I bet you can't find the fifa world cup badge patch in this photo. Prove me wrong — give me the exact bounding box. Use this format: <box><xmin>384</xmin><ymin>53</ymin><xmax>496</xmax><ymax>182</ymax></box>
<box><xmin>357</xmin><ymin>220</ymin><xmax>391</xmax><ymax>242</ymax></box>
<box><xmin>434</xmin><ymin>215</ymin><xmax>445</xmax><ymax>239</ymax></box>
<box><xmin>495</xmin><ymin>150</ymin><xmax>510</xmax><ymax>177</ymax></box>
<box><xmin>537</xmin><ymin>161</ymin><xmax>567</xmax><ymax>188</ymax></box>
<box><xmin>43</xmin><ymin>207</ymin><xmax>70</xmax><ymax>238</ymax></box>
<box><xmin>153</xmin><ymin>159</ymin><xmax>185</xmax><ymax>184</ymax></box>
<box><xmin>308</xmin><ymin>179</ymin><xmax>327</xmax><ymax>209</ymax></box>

····················

## [Directive]
Write out all of the entries above again, character for character.

## [Exercise result]
I bet you can't find the fifa world cup badge patch in this photo. Prove me wrong — give me the exact bounding box. Use this format: <box><xmin>384</xmin><ymin>53</ymin><xmax>496</xmax><ymax>182</ymax></box>
<box><xmin>357</xmin><ymin>220</ymin><xmax>391</xmax><ymax>242</ymax></box>
<box><xmin>434</xmin><ymin>215</ymin><xmax>445</xmax><ymax>239</ymax></box>
<box><xmin>495</xmin><ymin>150</ymin><xmax>510</xmax><ymax>177</ymax></box>
<box><xmin>537</xmin><ymin>161</ymin><xmax>567</xmax><ymax>188</ymax></box>
<box><xmin>43</xmin><ymin>207</ymin><xmax>70</xmax><ymax>238</ymax></box>
<box><xmin>153</xmin><ymin>159</ymin><xmax>185</xmax><ymax>184</ymax></box>
<box><xmin>308</xmin><ymin>179</ymin><xmax>327</xmax><ymax>209</ymax></box>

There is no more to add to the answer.